───── MATERIAL PROVIDED

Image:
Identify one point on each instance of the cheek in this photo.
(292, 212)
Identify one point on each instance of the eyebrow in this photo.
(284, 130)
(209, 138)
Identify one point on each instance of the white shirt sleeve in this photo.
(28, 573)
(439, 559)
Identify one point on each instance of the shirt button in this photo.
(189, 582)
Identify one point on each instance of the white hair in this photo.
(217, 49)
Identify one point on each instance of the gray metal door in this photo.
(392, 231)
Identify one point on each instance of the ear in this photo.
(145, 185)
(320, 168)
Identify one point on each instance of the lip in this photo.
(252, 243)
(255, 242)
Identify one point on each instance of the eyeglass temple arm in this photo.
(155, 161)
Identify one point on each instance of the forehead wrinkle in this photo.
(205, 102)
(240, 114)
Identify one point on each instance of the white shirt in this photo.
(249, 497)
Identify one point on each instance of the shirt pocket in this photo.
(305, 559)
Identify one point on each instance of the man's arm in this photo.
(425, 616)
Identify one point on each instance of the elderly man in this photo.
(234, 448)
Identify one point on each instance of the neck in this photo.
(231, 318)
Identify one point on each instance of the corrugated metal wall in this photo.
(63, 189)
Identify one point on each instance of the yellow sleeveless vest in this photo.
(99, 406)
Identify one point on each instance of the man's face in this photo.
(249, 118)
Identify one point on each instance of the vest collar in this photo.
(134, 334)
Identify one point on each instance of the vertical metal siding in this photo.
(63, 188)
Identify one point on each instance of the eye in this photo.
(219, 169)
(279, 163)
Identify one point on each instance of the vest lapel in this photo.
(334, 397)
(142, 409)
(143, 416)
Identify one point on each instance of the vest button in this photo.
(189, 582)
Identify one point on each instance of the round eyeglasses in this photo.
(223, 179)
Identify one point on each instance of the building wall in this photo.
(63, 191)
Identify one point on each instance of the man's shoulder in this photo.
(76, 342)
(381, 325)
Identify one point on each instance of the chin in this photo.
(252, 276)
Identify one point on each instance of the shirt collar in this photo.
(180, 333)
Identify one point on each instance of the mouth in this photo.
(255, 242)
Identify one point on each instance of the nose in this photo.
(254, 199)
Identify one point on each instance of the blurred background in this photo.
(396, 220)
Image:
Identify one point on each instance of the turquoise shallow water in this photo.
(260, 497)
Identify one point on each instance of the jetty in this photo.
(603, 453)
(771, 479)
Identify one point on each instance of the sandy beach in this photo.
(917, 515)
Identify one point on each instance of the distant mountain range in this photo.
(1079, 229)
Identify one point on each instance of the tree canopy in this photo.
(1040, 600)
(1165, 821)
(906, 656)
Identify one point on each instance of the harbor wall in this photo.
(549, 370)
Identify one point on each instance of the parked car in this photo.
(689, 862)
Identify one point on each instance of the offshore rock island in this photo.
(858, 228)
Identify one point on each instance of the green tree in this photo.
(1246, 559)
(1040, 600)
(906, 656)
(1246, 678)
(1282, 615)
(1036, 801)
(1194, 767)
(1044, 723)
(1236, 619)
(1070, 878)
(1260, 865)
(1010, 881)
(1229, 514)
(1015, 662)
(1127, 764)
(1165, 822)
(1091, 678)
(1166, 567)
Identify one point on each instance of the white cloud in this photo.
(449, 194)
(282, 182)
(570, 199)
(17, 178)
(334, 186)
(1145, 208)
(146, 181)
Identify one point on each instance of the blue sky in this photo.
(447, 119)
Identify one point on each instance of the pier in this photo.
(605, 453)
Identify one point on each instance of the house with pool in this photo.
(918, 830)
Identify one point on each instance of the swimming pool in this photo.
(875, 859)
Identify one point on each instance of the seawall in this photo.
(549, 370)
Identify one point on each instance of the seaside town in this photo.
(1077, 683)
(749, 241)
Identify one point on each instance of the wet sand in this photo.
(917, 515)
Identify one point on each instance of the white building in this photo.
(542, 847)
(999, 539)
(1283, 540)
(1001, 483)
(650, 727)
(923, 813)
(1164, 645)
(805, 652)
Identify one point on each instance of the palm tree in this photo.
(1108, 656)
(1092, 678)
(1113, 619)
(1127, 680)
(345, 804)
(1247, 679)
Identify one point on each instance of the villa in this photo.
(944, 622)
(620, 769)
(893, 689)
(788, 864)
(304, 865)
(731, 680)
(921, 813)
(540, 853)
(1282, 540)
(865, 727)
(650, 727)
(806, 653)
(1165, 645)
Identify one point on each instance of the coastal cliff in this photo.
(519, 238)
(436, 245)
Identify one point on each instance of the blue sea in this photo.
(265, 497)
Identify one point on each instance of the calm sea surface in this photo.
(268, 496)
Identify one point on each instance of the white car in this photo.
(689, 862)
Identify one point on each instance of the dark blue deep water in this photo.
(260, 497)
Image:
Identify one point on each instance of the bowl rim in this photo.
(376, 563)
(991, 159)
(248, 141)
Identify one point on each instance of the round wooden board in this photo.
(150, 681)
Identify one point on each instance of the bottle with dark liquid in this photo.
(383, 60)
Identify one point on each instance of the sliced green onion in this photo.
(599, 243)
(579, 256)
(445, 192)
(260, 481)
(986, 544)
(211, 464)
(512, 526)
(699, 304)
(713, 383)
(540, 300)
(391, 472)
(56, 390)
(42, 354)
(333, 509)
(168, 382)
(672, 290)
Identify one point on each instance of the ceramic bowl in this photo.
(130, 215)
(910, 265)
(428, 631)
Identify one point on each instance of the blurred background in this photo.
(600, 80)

──────────

> _SET PROBLEM_
Print out every record again, exactly and in full.

> _TASK SOLUTION_
Image:
Identify one point on each instance of the cheek in this photo.
(292, 212)
Identify one point on each instance of the eyebrow in this photo.
(284, 130)
(209, 138)
Identify one point on each instance of the white shirt sleeve in this photo.
(28, 573)
(439, 559)
Identify one point on each instance of the shirt button in this photo.
(189, 582)
Identify one point on each instance of the white hair in this photo.
(217, 49)
Identify one point on each instance of the gray metal door in this photo.
(392, 231)
Identify one point on each instance of the ear in this photo.
(145, 185)
(320, 168)
Identify one point on each instance of the lip in this photo.
(252, 243)
(255, 242)
Identify one point on each instance of the eyeglass temple arm in this photo.
(155, 161)
Identify one point on each instance of the forehead wrinkle in this photo.
(205, 102)
(240, 114)
Identify one point on each instance of the white shirt in this photo.
(249, 497)
Identify one point on each instance of the shirt pocket in this photo.
(305, 559)
Identify one point on each instance of the man's arm in this photo.
(425, 616)
Identify one point on each instance of the elderly man in this photo.
(234, 448)
Identify one point on each instance of the neck in this photo.
(231, 318)
Identify one point on each instance of the corrugated metal wall in this photo.
(63, 189)
Identify one point on each instance of the yellow sleeveless vest in this photo.
(99, 406)
Identify one point on each instance of the man's face in this photo.
(249, 118)
Identify one point on each instance of the vest collar in this photo.
(134, 334)
Identify one point on each instance of the vertical metal siding in this photo.
(63, 188)
Identify one point on each instance of the eye in this photo.
(219, 169)
(279, 163)
Identify one point on each instance of the vest lapel in this photo.
(334, 397)
(142, 409)
(143, 416)
Identify one point on each instance of the vest button in this photo.
(189, 582)
Identify one point on each instance of the round eyeglasses in this photo.
(223, 179)
Identify one point on each instance of the building wall in this photo.
(63, 191)
Identify one point on each instance of the man's shoulder in this photo.
(76, 342)
(381, 325)
Identify one point on each instance of the chin in this photo.
(252, 276)
Identify one point on each instance of the shirt collar in this photo.
(180, 333)
Identify one point on each instance of the mouth in this photo.
(255, 242)
Identify one point on each instance of the nose in this photo.
(254, 199)
Identify one point on each instance of the blurred background in this photo.
(396, 220)
Image:
Identify one point on each instance of the turquoise shallow water in this photo.
(260, 497)
Identify one point on each instance of the jetty in this photo.
(603, 453)
(771, 479)
Identify one point on each instance of the sandy beach in this photo.
(917, 515)
Identify one point on each instance of the distant mountain range in this photo.
(1079, 229)
Identify one point on each instance of the tree canopy in this photo.
(1040, 600)
(1165, 821)
(906, 656)
Identify one point on each instance of the harbor wall in this photo.
(549, 370)
Identify one point on each instance of the parked car in this photo.
(689, 862)
Identify one point on each instance of the offshore rock island in this photo.
(858, 228)
Identify one point on each instance of the green tree in this photo.
(1246, 559)
(1040, 600)
(906, 656)
(1246, 678)
(1282, 615)
(1036, 801)
(1194, 767)
(1044, 723)
(1236, 619)
(1070, 878)
(1260, 865)
(1010, 881)
(1229, 514)
(1015, 662)
(1127, 764)
(1165, 822)
(1091, 678)
(1166, 567)
Identify one point on each instance of the white cloud in this photo.
(449, 194)
(282, 182)
(570, 199)
(17, 178)
(334, 186)
(1145, 208)
(146, 181)
Identify one point on each instance of the blue sky in this photo.
(447, 119)
Identify one point on each instance of the pier in this photo.
(605, 453)
Identify one point on each instance of the house with pool in this photo.
(918, 830)
Identify one point on each instance of the swimming pool in this photo.
(875, 859)
Identify one point on each instance of the seawall in this photo.
(549, 370)
Identify one point on each instance of the seaside town in this photo.
(1077, 683)
(749, 241)
Identify one point on each instance of the wet sand in this photo.
(917, 515)
Identify one point on each instance of the white building in this photo.
(542, 847)
(999, 539)
(1283, 540)
(1001, 483)
(650, 727)
(923, 813)
(1164, 645)
(805, 652)
Identify one point on each instance of the palm tree in this photo.
(1108, 656)
(1092, 678)
(1113, 619)
(1127, 680)
(345, 804)
(1247, 679)
Identify one point on each instance of the villa in this photo.
(944, 622)
(620, 769)
(893, 689)
(788, 864)
(304, 865)
(731, 680)
(921, 813)
(540, 853)
(1282, 540)
(865, 727)
(650, 727)
(806, 653)
(1165, 645)
Identify one point on each instance of the coastal cliff in this photo.
(519, 238)
(436, 245)
Identify one point on each instance of the blue sea in this photo.
(265, 497)
Identify one point on each instance of the calm sea surface in this photo.
(268, 496)
Identify one point on each instance of the white car in this photo.
(689, 862)
Identify one point on each instance of the dark blue deep water in this photo.
(260, 497)
Image:
Identify one point on each instance of the bowl rim in this photo.
(376, 563)
(991, 159)
(248, 141)
Identify one point on each instance of the round wooden board in this photo.
(150, 681)
Identify one point on each instance of the bottle with dark liquid in this photo.
(383, 60)
Identify one point on each instance of the sliced green onion in this photo.
(599, 243)
(579, 256)
(445, 192)
(260, 481)
(986, 544)
(211, 464)
(512, 526)
(699, 304)
(713, 383)
(540, 300)
(391, 472)
(56, 390)
(42, 354)
(333, 509)
(168, 382)
(672, 290)
Identify one point on each instance of the ceramic bowl in this photo.
(130, 215)
(910, 265)
(428, 631)
Identify one point on each instance of the blurred background in this photo.
(600, 80)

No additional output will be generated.